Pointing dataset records
********************
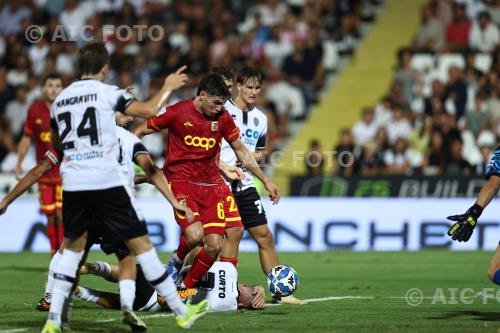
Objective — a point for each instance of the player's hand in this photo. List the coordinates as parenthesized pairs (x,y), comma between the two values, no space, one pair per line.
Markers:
(3,208)
(259,298)
(19,171)
(232,172)
(176,80)
(274,192)
(465,224)
(184,211)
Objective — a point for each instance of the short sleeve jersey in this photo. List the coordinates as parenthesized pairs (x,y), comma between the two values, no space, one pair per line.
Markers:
(194,141)
(84,116)
(37,127)
(253,129)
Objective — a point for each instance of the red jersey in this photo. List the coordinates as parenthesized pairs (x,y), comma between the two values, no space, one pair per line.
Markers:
(37,127)
(194,141)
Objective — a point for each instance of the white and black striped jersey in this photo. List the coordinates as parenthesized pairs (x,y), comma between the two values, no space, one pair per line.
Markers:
(84,117)
(253,131)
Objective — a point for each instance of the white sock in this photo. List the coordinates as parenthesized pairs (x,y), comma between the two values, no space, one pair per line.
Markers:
(153,271)
(64,275)
(50,278)
(88,294)
(127,293)
(103,269)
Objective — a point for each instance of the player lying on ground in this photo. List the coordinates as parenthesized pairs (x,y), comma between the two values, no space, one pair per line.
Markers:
(465,223)
(219,286)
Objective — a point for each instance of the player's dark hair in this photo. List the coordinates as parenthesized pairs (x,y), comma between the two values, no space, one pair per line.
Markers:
(226,72)
(247,73)
(213,84)
(91,58)
(51,76)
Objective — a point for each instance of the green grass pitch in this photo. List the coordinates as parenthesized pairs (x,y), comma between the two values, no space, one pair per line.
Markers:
(380,280)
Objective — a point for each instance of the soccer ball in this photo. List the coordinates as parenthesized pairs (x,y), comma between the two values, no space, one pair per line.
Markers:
(282,280)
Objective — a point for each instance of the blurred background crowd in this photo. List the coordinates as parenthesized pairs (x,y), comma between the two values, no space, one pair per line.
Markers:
(441,113)
(297,44)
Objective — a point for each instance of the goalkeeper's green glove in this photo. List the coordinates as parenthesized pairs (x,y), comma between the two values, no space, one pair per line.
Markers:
(465,223)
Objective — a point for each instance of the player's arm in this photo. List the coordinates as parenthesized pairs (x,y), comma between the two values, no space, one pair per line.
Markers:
(149,108)
(248,161)
(465,223)
(229,171)
(157,178)
(24,183)
(22,149)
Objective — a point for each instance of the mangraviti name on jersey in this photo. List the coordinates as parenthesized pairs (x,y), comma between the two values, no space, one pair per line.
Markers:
(77,99)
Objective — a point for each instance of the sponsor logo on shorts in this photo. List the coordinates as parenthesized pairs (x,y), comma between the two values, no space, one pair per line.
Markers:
(207,143)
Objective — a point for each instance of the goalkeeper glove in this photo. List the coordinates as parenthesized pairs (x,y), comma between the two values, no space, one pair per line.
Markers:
(465,223)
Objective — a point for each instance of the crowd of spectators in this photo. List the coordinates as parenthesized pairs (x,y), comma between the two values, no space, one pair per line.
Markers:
(293,42)
(441,115)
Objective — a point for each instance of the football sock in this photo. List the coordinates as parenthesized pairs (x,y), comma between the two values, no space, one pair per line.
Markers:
(50,278)
(183,248)
(233,261)
(52,235)
(102,269)
(157,275)
(127,293)
(60,235)
(88,294)
(200,266)
(64,277)
(496,277)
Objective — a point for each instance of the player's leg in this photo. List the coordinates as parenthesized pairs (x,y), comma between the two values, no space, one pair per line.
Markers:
(48,208)
(234,230)
(58,215)
(494,269)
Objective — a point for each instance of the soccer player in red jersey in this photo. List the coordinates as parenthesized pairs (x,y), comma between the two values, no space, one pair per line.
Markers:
(37,128)
(195,130)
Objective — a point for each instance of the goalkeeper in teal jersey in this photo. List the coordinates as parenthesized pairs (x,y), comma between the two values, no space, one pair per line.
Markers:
(465,223)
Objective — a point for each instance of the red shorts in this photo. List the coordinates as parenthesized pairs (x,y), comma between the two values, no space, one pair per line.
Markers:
(50,198)
(206,202)
(233,218)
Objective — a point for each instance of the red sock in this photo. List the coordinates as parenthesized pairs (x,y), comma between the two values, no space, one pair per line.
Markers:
(201,265)
(233,261)
(60,235)
(52,234)
(183,248)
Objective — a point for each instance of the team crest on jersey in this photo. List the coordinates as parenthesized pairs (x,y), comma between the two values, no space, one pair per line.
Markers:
(215,126)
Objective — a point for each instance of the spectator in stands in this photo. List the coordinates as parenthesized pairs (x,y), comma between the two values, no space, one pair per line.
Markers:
(365,129)
(434,156)
(456,165)
(397,159)
(399,127)
(484,36)
(344,153)
(457,32)
(405,74)
(477,119)
(371,161)
(16,111)
(314,159)
(430,37)
(455,92)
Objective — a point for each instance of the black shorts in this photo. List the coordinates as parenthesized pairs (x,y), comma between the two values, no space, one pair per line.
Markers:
(143,290)
(107,214)
(250,207)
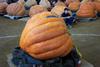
********************
▶ [Problem to solve]: Write out all of the records again, swapping "Markers" for "Points" and leaving every other part unchanged. Omit the pictures from your answer.

▶ [Exercise response]:
Objective — a point for each instance of the player's hand in this photo. List the coordinates as parenthesized pairs (x,y), comma between the two values, no space, one pair per line.
Points:
(3,208)
(259,298)
(19,171)
(232,172)
(176,80)
(274,192)
(465,224)
(184,211)
Objective — a point for each instance of the short sleeve jersey in this photo. List the coordinates as parenthesized pairs (x,y), comma between the two values, no space, one pair per line.
Points:
(194,141)
(84,116)
(37,127)
(253,129)
Objective — a point for each instance of the red jersey in this photo. List the coordinates as parenthesized pairs (x,y), comma between the two values, no space, one pair per line.
Points:
(37,127)
(194,141)
Objective — a point for each instance of the white and black striped jersey in this photo. List the coordinates as parenthesized pairs (x,y), comma between the two values, no space, one pair per line.
Points:
(84,117)
(253,131)
Objective — a point for each instance of the white sock in this photo. List the coordinates as parenthesized pairs (x,y), comma between the two values, no space, one pair per line.
Points:
(153,271)
(64,275)
(50,278)
(88,294)
(127,293)
(103,269)
Objective — a point for each instance of the player lying on ground in this photo. List the coordinates as parenthesized pairs (x,y), comma between the two values, no space, one pair per line.
Points:
(465,223)
(219,286)
Objective — a point for each instance of the player's dark hair in this photo. List the coordinates as parenthesized pairs (x,y), comma between the two values, no space, one pair per line.
Points:
(226,72)
(247,73)
(213,84)
(91,58)
(51,76)
Objective — a point for each instance of the green grass pitch in this photo. List the coordinates as parenthesized pairs (x,y), comma between the two values, no space, one pair per line.
Points:
(380,280)
Objective — a point for each instance of the soccer ball in this photo. List the coordinates as parenthesized pairs (x,y), comma between the two values, no space, one pair per line.
Points:
(282,280)
Objective — a point for each instance of the blurred background crowd in this photo. List the coordinates as parenthesized pairs (x,y), comma between the two values, no space, one pair per line.
Points:
(441,113)
(297,44)
Objective — a point for each instance of the goalkeeper's green glove in this photo. List the coordinates as parenthesized pairs (x,y), comma between the two values, no space, one pair per line.
Points:
(465,223)
Objective — a point for each instance of the player's arm in this photo. List the coordinates as parenthesized pairs (x,y), comma between the two values, no space, one pair per line.
Points:
(149,108)
(248,161)
(465,223)
(229,171)
(157,178)
(24,183)
(22,149)
Objective — a point for each instance of the mangraviti name on jersey in this photo. List the coordinates as parenthesized pairs (x,y), comma between the two values, no space, one pair per line.
Points:
(77,99)
Objective — a point for each instance of the sponsor logo on shorts in this photo. List the coordinates as parenthesized pairs (x,y), comma between the two values, no space, one pair per line.
Points:
(207,143)
Objective — a point for each instance of the goalkeeper glove in this photo. List the coordinates as parenthesized pairs (x,y), comma between the two values, no space, one pair per line.
Points:
(465,223)
Objective — a point for each instance of the crowd of spectators in this photo. List the coordinates as parenthesized pairs (x,y), comma between the two values, no space, one pair per line.
Points:
(293,42)
(441,115)
Objective — a point for each instance of the football sock in this photo. List the coordinates as parenthesized pairs (x,y), comma between the two values, no space, one pair per line.
Points:
(50,278)
(183,248)
(233,261)
(52,235)
(102,269)
(157,275)
(127,293)
(60,235)
(88,294)
(200,266)
(64,277)
(496,277)
Objective — a point for each instance of the player's leg in this photo. List the coordinates as parenthesized pairs (x,y), comma between the two values, no space, one pair per line.
Points:
(48,208)
(234,230)
(58,215)
(494,269)
Objective — a point for each instance of the soccer player in red jersey in this photo. List the coordinates as parenthesized pairs (x,y), comma between the two values, no space, one pair per line.
Points:
(37,128)
(195,130)
Objective — a point for each instance of the goalkeeper in teal jersey in this photo. List the coordinates as parenthesized pairs (x,y), comma between the two values, no space, one pair per line.
Points:
(465,223)
Objective — a point for each instance of the red shorts in this photo. List the coordinates as parenthesized pairs (x,y), comma between the two values, no space, one pair per line.
Points:
(50,198)
(206,202)
(233,218)
Objective — a point for each instance of the red sock in this photo. List the coordinates as parenthesized pairs (x,y), comma between the two values, no space, one pair per line.
Points:
(201,265)
(233,261)
(60,235)
(52,234)
(183,248)
Objective — a point for each instance of the team crest on jersey in this photo. List the coordinates as parenthesized pairs (x,y), comma between the two values, no space, one pair per line.
Points:
(215,126)
Objective — a point for each instance of the spectator in stands in this photo. List the coordinates as parenthesized pairs (x,y), comma between the two values, no space, one pair per line.
Points:
(365,129)
(434,156)
(456,165)
(397,159)
(399,127)
(484,36)
(344,153)
(457,32)
(405,74)
(477,119)
(371,161)
(16,111)
(314,159)
(430,37)
(455,92)
Objective — a point for each instance of the black shorts in this photo. List the coordinates as parenthesized pairs (x,y), comma between the two values, no space, one pair per line.
Points:
(143,290)
(107,214)
(250,207)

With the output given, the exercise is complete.